Assignment: This calls for a word-for-word copy of all the data, with each picture removed.

Material provided:
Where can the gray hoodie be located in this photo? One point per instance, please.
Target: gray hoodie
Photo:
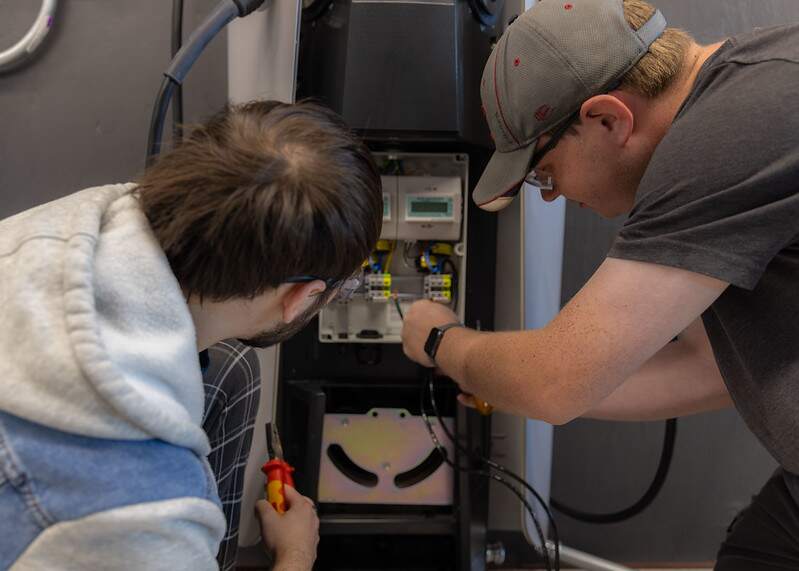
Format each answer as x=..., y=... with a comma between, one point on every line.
x=96, y=340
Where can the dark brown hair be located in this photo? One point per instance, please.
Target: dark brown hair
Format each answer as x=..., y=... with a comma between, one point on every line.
x=260, y=193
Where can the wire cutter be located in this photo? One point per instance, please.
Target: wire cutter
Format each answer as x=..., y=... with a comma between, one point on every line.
x=278, y=471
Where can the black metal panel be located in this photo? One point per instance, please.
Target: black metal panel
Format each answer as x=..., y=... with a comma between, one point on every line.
x=401, y=58
x=399, y=71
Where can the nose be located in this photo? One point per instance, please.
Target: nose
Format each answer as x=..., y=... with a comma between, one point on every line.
x=549, y=195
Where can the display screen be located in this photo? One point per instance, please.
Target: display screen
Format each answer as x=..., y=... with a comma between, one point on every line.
x=430, y=207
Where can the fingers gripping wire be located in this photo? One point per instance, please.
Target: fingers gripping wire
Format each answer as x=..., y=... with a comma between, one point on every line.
x=545, y=545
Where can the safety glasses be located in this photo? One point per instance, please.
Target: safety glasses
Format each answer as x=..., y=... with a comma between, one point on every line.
x=345, y=288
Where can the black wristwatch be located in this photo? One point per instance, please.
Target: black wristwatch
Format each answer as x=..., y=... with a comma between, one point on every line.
x=436, y=336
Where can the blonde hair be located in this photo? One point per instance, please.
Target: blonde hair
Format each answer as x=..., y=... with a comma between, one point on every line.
x=660, y=66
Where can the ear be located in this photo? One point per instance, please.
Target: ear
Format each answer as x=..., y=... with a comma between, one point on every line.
x=609, y=115
x=298, y=297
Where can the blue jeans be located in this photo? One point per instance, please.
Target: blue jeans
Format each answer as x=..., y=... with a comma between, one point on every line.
x=48, y=476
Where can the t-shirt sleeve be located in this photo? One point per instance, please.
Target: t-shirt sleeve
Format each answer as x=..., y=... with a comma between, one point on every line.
x=720, y=196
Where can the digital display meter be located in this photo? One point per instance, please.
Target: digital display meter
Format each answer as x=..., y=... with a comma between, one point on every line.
x=421, y=208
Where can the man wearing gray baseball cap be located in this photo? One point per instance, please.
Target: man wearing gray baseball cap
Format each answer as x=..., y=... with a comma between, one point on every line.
x=598, y=101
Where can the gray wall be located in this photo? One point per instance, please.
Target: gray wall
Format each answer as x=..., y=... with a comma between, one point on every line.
x=604, y=466
x=78, y=114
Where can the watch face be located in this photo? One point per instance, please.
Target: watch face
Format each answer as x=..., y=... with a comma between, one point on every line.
x=431, y=344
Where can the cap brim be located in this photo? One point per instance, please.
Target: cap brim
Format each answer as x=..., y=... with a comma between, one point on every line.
x=502, y=178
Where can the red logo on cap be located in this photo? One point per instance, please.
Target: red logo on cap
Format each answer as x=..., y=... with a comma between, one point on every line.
x=543, y=112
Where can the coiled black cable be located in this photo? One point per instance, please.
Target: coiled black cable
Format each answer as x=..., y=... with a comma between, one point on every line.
x=544, y=551
x=651, y=493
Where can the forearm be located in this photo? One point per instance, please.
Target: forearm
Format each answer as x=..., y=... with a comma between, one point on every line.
x=518, y=372
x=681, y=379
x=293, y=562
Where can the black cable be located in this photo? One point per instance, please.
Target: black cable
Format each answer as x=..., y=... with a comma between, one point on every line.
x=177, y=98
x=485, y=473
x=654, y=488
x=315, y=10
x=454, y=290
x=500, y=468
x=399, y=309
x=158, y=117
x=225, y=12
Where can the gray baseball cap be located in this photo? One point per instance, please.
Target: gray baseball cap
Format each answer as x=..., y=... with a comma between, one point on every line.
x=553, y=58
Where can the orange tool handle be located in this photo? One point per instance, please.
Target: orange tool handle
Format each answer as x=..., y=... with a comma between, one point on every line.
x=278, y=474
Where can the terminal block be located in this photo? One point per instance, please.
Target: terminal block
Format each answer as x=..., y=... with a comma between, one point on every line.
x=438, y=287
x=378, y=287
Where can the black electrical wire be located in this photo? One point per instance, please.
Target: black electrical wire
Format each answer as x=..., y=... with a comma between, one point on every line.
x=177, y=43
x=399, y=309
x=225, y=12
x=500, y=468
x=544, y=552
x=651, y=493
x=454, y=273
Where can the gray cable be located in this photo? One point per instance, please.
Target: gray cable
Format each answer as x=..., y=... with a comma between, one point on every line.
x=32, y=40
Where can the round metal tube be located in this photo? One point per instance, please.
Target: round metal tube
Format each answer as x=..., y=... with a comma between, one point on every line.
x=28, y=45
x=588, y=562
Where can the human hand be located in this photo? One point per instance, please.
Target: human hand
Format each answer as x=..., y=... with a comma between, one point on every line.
x=292, y=536
x=419, y=320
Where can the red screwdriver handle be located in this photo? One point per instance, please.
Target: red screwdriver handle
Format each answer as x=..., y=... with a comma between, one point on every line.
x=278, y=474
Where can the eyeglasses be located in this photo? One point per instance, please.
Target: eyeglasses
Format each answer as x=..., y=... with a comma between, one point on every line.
x=345, y=288
x=541, y=178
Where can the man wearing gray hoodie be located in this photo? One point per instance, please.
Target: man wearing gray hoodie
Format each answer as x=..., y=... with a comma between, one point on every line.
x=245, y=230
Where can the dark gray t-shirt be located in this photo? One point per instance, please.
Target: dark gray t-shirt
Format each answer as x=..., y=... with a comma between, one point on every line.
x=720, y=197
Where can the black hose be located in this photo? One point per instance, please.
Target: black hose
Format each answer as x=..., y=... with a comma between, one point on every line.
x=221, y=16
x=158, y=117
x=651, y=493
x=177, y=43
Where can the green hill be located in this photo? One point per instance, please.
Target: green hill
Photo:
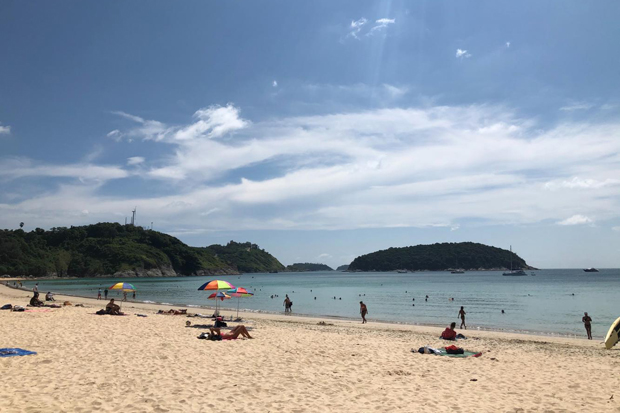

Solution to this task:
Where can the gray hoodie be located in this photo? One point per instance, please.
Target: gray hoodie
Photo:
Format each answer as x=..., y=... with a comma between, one point on every line.
x=96, y=340
Where can the dark brown hair be located in this photo? One point per instance, please.
Target: dark brown hair
Format each answer as x=..., y=... with a comma between, one point on every line.
x=260, y=193
Where can the wire cutter be located in this photo? One point per instance, please.
Target: wire cutter
Format each answer as x=..., y=... with a comma between, one point on every line.
x=278, y=471
Where can the black metal panel be located in this photo? One point per instance, please.
Target: black metal panel
Format each answer as x=..., y=... with a comma between, one point on every line.
x=401, y=58
x=399, y=71
Where can the nose be located in this photo? One point per instance, please.
Target: nose
Format each answer as x=..., y=... with a comma between, one point on every line.
x=549, y=195
Where can the display screen be located in this photo? One point per instance, please.
Target: display screen
Format each answer as x=..., y=... with a comma between, one point on every line.
x=430, y=207
Where can the fingers gripping wire be located in this photo? One point per instance, please.
Target: fingers gripping wire
Format each answer as x=..., y=... with a comma between, one point on every line.
x=545, y=545
Where can the safety glasses be located in this photo? One point per instance, please.
Target: safety glasses
Format each answer as x=..., y=... with a comma between, one point on every line.
x=345, y=288
Where can the black wristwatch be located in this photo? One point per instance, please.
Target: black wristwatch
Format each answer as x=..., y=... with a comma between, one point on every line.
x=436, y=336
Where can the blonde hair be located in this photo? One point per instance, please.
Target: blonde hair
Format each answer as x=..., y=... with a comma between, one point on every line.
x=660, y=66
Where can the ear be located in this photo? One point per instance, please.
Target: ear
Format each answer as x=..., y=... with a comma between, one point on every line.
x=609, y=115
x=298, y=297
Where can the blue jeans be located in this photo? One point per instance, please.
Target: blue jeans
Format each answer as x=..., y=... with a comma between, one point on every line.
x=48, y=476
Where can the t-shirt sleeve be located in this photo? One point per instance, please.
Target: t-shirt sleeve
Format each answer as x=..., y=... with a comma between, one point on every line.
x=720, y=196
Where can the digital display meter be located in this photo? One point per instance, please.
Target: digital display meter
Format each answer as x=..., y=... with a comma between, one point on every line.
x=421, y=208
Where can the man wearing gray baseball cap be located in this photo? One point per instance, please.
Target: man wearing gray baseball cap
Format each answer as x=..., y=... with a comma between, one point on every line.
x=598, y=101
Where can the gray wall be located in this photo? One point per instance, please.
Target: gray wall
Format each answer as x=..., y=... with a comma between, one point on every line.
x=604, y=466
x=78, y=114
Where can the watch face be located in this photo? One point per instance, please.
Target: watch face
Format each answer as x=..., y=... with a comma between, one point on every line.
x=431, y=344
Where can the cap brim be located in this photo? One point per instance, please.
Target: cap brim
Format each answer as x=..., y=... with a comma between, one point on every line.
x=502, y=178
Where can the red logo on cap be located in this photo? One point per instance, please.
Target: red logo on cap
Format each answer as x=..., y=... with a comma between, one point on every line.
x=543, y=112
Where can the coiled black cable be located in this photo? One point per instance, please.
Target: coiled black cable
Format each answer as x=..., y=... with a comma between, one point on every line.
x=544, y=551
x=651, y=493
Where can the forearm be located in this photo? One point per instance, please.
Target: forearm
Format each answer as x=..., y=... with a comma between, one point on every line.
x=518, y=372
x=681, y=379
x=293, y=562
Where can the black cable be located in this photo? One point per instance, please.
Target: black cable
Format each answer as x=..., y=... with a comma between, one point on every line.
x=177, y=98
x=485, y=473
x=654, y=488
x=315, y=10
x=454, y=290
x=500, y=468
x=399, y=309
x=158, y=117
x=225, y=12
Where can the gray baseball cap be located in this photo? One point per instance, please.
Target: gray baseball cap
Format each answer as x=..., y=... with a comma between, one point on every line.
x=553, y=58
Where can the orange tool handle be located in this photo? One point per instance, please.
Target: orange tool handle
Format each answer as x=..., y=... with a comma between, one point on every line.
x=278, y=474
Where can the terminal block be located in this photo? One point per instance, please.
Target: terminal block
Format each answer as x=..., y=... with a comma between, one point on every line.
x=438, y=287
x=378, y=287
Where can the black electrical wire be located in this photo? One point per instance, please.
Target: black electrical wire
Format each answer as x=..., y=... with a comma between, one point on every line.
x=177, y=43
x=399, y=309
x=225, y=12
x=500, y=468
x=544, y=552
x=651, y=493
x=454, y=273
Where can the gray cable be located in this photo? One point per instance, please.
Target: gray cable
Format each answer as x=..., y=... with a comma between, one point on every line.
x=32, y=40
Where can the round metal tube be located in this photo? One point per instance, please.
Target: round metal tube
Format each answer as x=..., y=... with a comma between, one point on every line.
x=28, y=45
x=588, y=562
Where can the human hand be located in this photo? One point per instance, please.
Target: human hand
Format each answer as x=..., y=... with a comma between, one point on every line.
x=292, y=536
x=419, y=320
Where can the red screwdriver handle be located in this photo? One point per instance, please.
Target: red screwdriver handle
Format each answer as x=..., y=... with a comma between, one point on every line.
x=278, y=474
Where can the eyeglasses be located in this photo? One point per instance, please.
Target: eyeglasses
Format each answer as x=..., y=... with a comma between, one point on every line.
x=345, y=288
x=541, y=178
Where can the man wearing gray hoodie be located in this photo? One point per instance, please.
Target: man wearing gray hoodie
Format each answer as x=..., y=... with a comma between, one point on every line.
x=245, y=230
Where can the dark gray t-shirt be located in this photo? One point per instance, please.
Target: dark gray t-shirt
Format each answer as x=..., y=... with a comma between, one point on every line.
x=720, y=197
Where can the black hose be located in this photo? One point per instance, please.
Target: black hose
Format each answer as x=..., y=... with a comma between, one point on every line.
x=221, y=16
x=158, y=117
x=651, y=493
x=177, y=43
Where can the green hill be located in this photo? One point per instance, please.
Target: green hill
Photo:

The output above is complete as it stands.